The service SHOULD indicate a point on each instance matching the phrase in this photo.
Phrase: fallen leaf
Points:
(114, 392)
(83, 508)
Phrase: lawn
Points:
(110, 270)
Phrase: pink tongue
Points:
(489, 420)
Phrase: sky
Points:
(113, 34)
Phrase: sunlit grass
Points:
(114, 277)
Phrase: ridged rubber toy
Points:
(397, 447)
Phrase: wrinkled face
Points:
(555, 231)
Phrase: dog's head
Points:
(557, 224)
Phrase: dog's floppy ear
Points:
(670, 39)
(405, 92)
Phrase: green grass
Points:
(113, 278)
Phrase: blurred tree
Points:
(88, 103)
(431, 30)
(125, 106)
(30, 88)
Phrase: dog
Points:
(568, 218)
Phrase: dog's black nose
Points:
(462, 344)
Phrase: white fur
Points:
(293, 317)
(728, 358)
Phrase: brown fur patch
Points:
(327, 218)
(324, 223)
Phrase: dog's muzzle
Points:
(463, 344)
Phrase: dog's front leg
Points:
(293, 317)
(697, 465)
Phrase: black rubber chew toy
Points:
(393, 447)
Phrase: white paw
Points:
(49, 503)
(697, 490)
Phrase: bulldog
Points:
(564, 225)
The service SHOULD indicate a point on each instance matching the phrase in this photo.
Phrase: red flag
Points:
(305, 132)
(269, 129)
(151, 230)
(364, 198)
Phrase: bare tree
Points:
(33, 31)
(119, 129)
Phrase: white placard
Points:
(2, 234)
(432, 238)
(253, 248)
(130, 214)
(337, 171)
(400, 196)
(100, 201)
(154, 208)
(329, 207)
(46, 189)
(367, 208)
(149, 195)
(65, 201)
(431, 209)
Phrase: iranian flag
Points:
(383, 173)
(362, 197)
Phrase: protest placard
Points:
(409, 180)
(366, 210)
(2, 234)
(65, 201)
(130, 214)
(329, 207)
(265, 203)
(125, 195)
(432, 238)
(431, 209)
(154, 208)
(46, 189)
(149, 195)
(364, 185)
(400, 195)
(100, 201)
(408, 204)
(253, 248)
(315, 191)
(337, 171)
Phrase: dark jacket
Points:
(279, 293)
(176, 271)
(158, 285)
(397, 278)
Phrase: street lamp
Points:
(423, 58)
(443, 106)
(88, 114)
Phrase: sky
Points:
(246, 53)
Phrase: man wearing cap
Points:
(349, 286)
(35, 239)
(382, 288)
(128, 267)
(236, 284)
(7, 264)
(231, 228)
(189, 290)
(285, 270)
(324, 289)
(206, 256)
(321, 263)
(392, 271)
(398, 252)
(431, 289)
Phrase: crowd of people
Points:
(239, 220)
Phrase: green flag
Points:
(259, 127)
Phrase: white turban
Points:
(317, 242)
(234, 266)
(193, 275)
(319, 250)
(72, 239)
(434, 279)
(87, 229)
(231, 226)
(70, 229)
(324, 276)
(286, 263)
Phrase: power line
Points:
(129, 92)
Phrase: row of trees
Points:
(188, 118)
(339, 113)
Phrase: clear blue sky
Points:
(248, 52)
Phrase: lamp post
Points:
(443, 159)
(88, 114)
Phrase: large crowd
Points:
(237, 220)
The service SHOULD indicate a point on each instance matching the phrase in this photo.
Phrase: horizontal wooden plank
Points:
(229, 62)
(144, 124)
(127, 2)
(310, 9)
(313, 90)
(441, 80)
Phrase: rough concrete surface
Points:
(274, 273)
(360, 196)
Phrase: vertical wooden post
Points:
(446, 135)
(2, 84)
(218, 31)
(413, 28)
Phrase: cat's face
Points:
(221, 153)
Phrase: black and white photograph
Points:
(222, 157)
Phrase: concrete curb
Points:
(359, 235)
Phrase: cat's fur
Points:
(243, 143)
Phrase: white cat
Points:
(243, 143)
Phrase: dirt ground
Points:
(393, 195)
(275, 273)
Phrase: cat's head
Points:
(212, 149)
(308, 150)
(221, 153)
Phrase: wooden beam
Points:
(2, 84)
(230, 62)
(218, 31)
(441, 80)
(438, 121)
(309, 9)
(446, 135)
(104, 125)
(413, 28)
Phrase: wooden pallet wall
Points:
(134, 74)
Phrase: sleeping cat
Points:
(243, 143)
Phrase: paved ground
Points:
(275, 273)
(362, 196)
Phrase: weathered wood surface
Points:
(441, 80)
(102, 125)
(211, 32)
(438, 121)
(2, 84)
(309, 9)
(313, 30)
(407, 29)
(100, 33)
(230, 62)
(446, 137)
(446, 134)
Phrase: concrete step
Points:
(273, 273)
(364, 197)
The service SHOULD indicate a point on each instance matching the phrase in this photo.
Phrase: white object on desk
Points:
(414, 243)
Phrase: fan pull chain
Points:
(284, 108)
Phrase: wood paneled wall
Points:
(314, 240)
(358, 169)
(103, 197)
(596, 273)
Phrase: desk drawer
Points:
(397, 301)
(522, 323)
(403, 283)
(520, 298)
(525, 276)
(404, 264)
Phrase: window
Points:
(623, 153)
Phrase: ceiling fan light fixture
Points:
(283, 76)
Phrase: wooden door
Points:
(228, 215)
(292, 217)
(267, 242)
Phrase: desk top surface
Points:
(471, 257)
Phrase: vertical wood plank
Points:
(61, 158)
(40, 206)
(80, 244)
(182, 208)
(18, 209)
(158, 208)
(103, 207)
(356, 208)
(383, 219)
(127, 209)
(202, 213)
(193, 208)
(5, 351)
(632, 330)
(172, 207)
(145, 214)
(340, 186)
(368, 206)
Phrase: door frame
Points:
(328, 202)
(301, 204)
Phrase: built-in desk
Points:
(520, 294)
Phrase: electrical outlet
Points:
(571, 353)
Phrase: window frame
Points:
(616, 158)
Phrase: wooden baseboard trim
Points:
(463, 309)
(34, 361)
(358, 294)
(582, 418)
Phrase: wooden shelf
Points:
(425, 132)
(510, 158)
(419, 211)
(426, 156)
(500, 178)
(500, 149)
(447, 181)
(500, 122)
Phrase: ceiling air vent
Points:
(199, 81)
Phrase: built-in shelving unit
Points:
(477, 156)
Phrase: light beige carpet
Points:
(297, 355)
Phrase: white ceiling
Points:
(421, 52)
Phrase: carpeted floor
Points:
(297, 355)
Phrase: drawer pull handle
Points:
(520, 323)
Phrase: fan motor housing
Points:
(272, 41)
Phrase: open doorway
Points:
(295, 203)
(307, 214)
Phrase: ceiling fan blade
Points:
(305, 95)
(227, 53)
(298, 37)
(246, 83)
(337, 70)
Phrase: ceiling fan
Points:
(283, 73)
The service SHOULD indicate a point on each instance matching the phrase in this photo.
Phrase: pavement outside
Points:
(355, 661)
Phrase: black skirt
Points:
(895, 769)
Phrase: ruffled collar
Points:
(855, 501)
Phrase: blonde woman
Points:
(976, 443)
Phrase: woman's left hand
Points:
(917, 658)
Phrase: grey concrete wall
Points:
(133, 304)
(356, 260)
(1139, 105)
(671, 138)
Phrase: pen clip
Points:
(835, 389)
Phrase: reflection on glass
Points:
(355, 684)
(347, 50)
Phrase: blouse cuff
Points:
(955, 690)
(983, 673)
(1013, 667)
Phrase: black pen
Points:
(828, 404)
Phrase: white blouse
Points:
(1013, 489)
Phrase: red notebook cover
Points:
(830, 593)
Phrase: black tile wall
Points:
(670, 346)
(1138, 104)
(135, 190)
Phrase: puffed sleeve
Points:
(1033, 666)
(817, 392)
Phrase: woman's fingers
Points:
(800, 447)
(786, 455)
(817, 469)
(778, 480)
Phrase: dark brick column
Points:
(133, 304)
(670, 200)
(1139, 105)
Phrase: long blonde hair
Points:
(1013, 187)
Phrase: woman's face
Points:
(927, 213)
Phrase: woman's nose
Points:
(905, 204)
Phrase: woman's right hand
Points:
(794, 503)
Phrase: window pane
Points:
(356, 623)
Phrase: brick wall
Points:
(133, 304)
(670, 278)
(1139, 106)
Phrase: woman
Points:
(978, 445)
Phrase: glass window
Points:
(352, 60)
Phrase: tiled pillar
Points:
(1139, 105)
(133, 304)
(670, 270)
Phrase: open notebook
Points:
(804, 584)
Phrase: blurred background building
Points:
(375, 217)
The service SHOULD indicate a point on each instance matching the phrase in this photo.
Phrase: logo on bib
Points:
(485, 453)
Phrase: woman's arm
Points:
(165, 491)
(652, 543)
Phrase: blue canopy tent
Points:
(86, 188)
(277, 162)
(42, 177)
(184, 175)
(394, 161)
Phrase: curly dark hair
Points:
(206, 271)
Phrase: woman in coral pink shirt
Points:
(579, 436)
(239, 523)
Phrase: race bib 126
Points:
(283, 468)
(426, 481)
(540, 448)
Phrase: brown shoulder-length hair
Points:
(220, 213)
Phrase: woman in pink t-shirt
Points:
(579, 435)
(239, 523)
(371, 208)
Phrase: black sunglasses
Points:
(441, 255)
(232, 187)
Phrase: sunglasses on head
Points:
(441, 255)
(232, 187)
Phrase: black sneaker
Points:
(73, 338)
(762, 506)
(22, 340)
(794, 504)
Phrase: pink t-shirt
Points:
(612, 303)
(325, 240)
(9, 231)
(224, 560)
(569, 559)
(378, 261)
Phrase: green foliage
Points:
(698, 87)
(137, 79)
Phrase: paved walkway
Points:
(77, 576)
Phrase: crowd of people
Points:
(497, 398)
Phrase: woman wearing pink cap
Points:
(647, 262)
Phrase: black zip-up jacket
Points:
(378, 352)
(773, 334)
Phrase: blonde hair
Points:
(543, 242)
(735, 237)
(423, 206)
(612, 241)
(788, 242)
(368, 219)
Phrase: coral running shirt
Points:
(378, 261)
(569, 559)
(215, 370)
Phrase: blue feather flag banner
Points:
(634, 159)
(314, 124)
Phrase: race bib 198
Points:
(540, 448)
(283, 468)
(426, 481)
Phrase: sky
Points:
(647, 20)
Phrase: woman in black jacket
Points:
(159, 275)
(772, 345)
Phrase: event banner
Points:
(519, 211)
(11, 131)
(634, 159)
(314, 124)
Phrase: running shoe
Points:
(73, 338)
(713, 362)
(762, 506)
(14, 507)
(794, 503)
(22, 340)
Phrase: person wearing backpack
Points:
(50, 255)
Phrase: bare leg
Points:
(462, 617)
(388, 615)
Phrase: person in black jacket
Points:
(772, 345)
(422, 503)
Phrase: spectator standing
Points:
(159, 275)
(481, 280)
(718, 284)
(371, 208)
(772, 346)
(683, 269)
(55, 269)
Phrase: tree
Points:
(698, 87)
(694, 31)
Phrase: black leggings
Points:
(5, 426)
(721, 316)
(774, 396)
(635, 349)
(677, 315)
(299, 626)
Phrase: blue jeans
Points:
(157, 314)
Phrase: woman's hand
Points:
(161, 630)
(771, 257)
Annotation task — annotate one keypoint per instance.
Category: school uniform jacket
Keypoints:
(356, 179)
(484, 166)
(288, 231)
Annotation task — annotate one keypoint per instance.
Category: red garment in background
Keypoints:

AIM OF THE EXERCISE = Print exactly the lines above from the one with "Phrase: blurred background building" to the one with "Phrase: spectator standing", including both.

TASK RESULT =
Phrase: blurred background building
Points:
(375, 217)
The service SHOULD indicate a point on each instance matching the phrase in this photo.
Phrase: logo on bib
Points:
(485, 453)
Phrase: woman's arm
Points:
(165, 491)
(652, 543)
Phrase: blue canopy tent
Points:
(86, 188)
(277, 162)
(42, 177)
(184, 175)
(394, 161)
Phrase: curly dark hair
Points:
(206, 271)
Phrase: woman in coral pink shirt
Points:
(579, 436)
(239, 523)
Phrase: race bib 126
Points:
(283, 468)
(426, 481)
(540, 448)
Phrase: brown shoulder-length hair
Points:
(220, 213)
Phrase: woman in pink t-shirt
Points:
(579, 435)
(239, 523)
(371, 208)
Phrase: black sunglasses
Points:
(441, 255)
(232, 187)
Phrase: sunglasses on head
Points:
(441, 255)
(232, 187)
Phrase: black sneaker
Points:
(73, 338)
(762, 506)
(22, 340)
(794, 504)
Phrase: pink t-shirt
Points:
(612, 303)
(325, 240)
(9, 231)
(224, 560)
(569, 559)
(378, 261)
Phrase: green foliage
Points:
(698, 87)
(137, 79)
Phrase: paved walkway
Points:
(77, 576)
Phrase: crowd of people
Points:
(497, 398)
Phrase: woman wearing pink cap
Points:
(647, 262)
Phrase: black zip-up jacket
Points:
(378, 352)
(773, 334)
Phrase: blonde hair
Points:
(543, 242)
(735, 237)
(423, 206)
(612, 241)
(788, 242)
(368, 219)
Phrase: coral running shirt
Points:
(378, 261)
(569, 559)
(215, 370)
Phrase: blue feather flag banner
Points:
(634, 159)
(314, 124)
Phrase: race bib 198
Points:
(540, 448)
(283, 468)
(426, 481)
Phrase: sky
Points:
(647, 20)
Phrase: woman in black jacket
Points:
(159, 275)
(772, 345)
Phrase: event banner
Points:
(519, 211)
(11, 131)
(634, 159)
(314, 124)
Phrase: running shoe
Points:
(73, 338)
(713, 362)
(762, 506)
(14, 507)
(794, 503)
(22, 340)
Phrase: person wearing backpack
Points:
(50, 255)
Phrase: bare leg
Points:
(462, 617)
(388, 615)
Phrase: person in black jacket
Points:
(772, 345)
(422, 503)
Phrase: spectator standing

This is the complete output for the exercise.